=== DOCUMENT PASSAGE ===
* BEGIN *

Dear Noah,

We could have sworn you said the ark wasn't leaving till 5.

Sincerely, Unicorns





Dear Twilight fans,


Please realize that because vampires are dead and have no blood pumping through them, they can never get an erection.


Enjoy fantasizing about that.


Sincerely, Logic





Dear Icebergs,


Sorry to hear about the global warming. Karma's a bitch.


Sincerely, The Titanic


Dear J.K. Rowling,


Your books are entirely unrealistic. I mean, a ginger kid with two friends?


Sincerely, Anonymous





Dear America,


You produced Miley Cyrus. Bieber is your punishment.


Sincerely, Canada








Dear Boyfriend,


I can make your girlfriend scream louder than you can.


Sincerely, Spiders








Dear Voldemort,


So they screwed up your nose too?

* END *

=== SOURCE DATA ===
* BEGIN *

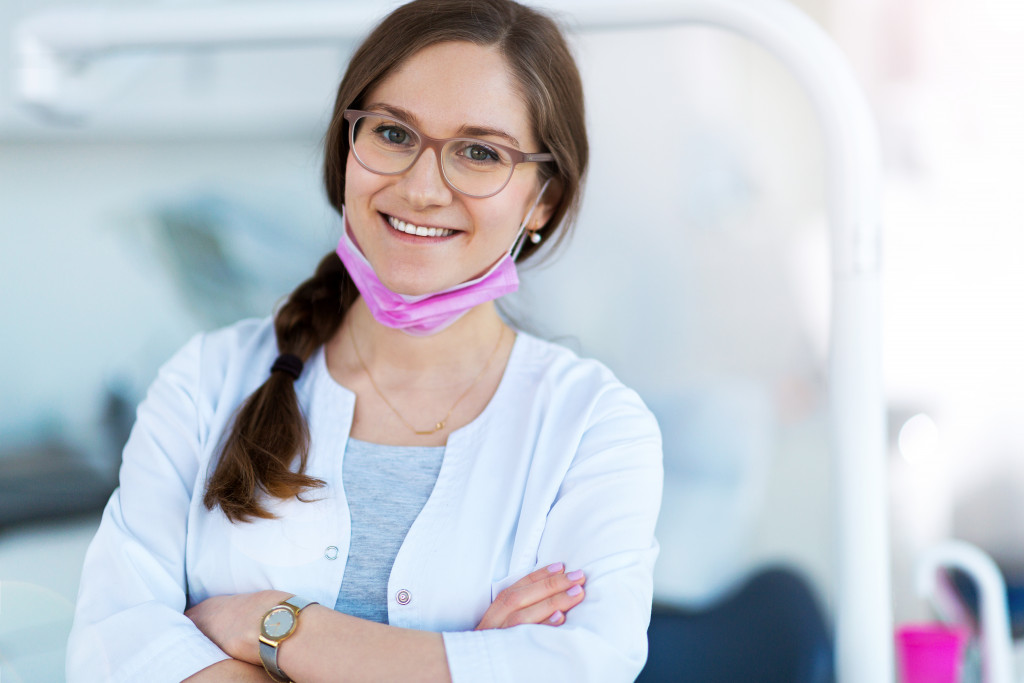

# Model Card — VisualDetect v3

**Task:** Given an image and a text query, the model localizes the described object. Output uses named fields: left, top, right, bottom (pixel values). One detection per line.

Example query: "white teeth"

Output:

* END *

=== EXERCISES TO COMPLETE ===
(1) Answer these questions about the joke letters:
(a) Who signs the letter addressed to the Icebergs?
(b) According to Canada's letter, what is America's punishment?
(c) Until what time did the Unicorns believe the ark wasn't leaving?
(2) Render this sentence from the joke letters in Spanish: "We could have sworn you said the ark wasn't leaving till 5."
(3) Carry on the joke letters from the point where they stop.
The listing is separate material and has no connection to the joke letters.

=== ANSWER LIST ===
(1)
(a) The Titanic
(b) Bieber
(c) 5

(2) Habríamos jurado que dijiste que el arca no salía hasta las 5.

(3)
Sincerely, Michael Jackson








Dear Yahoo,


I've never heard anyone say, "I don't know, let's Yahoo! it..." just saying...


Sincerely, Google











Dear girls who have been dumped,


There are plenty of fish in the sea... Just kidding! They're all dead.


Sincerely, BP





Dear Mary,


Just admit that you slept with someone else. This is getting out of hand.


Sincerely, Joseph








Dear 2010,


So I hear the best rapper is white and the president is black? WTF happened?!


Sincerely, 1985








Dear Justin Bieber,


Ariel would really love her voice back.


Sincerely, King Triton








Dear Rose,


There was definitely room on that raft for the both of us.


Sincerely, Jack








Dear Windshield Wipers,


Can't touch this.


Sincerely, That Little Triangle








Dear Taylor Swift,


If it is of any interest to you, Romeo and Juliet both kill themselves in the end.


Sincerely, Shakespeare











Dear Soccer Fans,


B B B B B B Z Z Z Z Z Z Z Z Z Z Z Z Z Z Z Z Z Z Z Z Z Z Z Z Z Z Z Z Z Z Z Z Z


Z Z Z Z Z Z Z Z Z Z Z Z Z Z Z Z Z Z Z Z Z Z Z Z Z Z Z Z!


Sincerely, Vuvuzelas











Dear Saturn,


I liked it, so I put a ring on it.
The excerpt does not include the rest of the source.